# [DESCRIPTION OF THE TASK]
Whenever a line carries the word "blueprint", pull it out of the entries.

# [RECORDS SHOWN]
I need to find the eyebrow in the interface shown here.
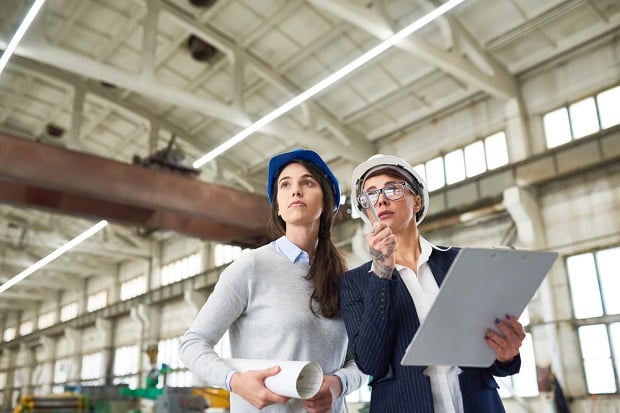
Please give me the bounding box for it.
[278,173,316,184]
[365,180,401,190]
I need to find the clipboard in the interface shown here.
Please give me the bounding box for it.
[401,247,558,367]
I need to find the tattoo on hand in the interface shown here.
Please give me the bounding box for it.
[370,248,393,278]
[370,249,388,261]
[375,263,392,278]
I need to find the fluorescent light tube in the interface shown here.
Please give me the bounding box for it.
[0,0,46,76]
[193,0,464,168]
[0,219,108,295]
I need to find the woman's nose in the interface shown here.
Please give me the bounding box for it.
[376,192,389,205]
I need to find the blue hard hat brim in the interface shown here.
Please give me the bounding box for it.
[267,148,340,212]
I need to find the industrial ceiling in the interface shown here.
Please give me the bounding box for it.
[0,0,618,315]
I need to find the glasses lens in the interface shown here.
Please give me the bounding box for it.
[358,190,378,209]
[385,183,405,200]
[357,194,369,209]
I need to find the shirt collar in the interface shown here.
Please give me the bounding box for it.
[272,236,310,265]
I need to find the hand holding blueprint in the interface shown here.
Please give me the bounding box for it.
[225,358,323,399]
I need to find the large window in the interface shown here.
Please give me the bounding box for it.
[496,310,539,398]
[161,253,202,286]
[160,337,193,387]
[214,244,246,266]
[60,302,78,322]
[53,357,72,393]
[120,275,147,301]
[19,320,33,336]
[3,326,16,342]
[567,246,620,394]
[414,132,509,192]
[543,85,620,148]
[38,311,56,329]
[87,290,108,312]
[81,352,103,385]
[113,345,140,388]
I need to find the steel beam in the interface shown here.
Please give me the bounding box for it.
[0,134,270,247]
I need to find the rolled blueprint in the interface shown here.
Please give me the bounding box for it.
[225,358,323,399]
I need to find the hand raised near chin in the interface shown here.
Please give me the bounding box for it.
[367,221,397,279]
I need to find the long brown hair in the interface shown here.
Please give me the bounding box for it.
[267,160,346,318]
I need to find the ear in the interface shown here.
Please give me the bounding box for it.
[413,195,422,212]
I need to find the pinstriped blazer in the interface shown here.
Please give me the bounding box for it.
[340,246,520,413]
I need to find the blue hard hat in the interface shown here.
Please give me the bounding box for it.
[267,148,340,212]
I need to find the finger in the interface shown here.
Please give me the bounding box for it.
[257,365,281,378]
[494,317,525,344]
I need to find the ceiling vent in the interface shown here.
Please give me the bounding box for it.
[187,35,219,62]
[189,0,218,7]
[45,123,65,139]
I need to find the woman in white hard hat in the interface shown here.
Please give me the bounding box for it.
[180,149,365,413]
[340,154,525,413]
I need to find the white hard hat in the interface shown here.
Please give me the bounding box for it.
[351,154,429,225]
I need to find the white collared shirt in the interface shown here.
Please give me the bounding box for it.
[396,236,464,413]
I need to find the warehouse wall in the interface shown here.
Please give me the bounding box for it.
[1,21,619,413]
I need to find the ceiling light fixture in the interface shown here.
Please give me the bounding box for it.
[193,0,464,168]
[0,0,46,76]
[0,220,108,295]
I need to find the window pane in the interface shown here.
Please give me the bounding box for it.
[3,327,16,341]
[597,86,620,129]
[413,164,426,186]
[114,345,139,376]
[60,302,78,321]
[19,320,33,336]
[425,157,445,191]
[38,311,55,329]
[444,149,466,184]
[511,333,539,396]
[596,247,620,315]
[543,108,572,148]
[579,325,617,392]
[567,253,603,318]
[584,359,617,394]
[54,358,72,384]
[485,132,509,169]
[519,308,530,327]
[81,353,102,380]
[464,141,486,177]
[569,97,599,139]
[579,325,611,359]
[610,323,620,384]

...

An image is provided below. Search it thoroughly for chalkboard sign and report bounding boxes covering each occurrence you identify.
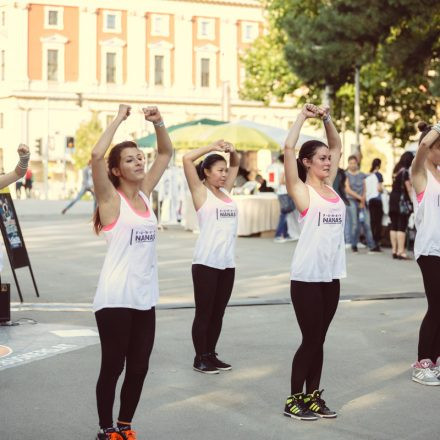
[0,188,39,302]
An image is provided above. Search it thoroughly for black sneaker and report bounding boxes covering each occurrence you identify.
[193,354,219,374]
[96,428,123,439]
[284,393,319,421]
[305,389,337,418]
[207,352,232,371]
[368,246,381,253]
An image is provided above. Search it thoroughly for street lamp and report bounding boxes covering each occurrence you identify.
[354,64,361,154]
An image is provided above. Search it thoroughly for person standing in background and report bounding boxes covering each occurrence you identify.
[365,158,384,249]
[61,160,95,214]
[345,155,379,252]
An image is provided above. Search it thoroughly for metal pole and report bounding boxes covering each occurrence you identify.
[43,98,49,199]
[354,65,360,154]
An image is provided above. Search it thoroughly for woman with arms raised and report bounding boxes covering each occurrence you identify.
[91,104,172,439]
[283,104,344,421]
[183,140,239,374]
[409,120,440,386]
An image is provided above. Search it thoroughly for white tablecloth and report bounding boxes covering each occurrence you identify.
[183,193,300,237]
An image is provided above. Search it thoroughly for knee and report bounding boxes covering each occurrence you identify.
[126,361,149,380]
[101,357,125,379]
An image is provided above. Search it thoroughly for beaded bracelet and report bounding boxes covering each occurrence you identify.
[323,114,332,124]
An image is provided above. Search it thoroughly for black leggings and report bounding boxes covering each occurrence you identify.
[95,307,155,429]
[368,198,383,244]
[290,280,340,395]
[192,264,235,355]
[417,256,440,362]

# [COMPLETED EXERCISE]
I need to find the hand holding blueprint in the interface shown here.
I need to find the rolled blueprint in the interface shown here.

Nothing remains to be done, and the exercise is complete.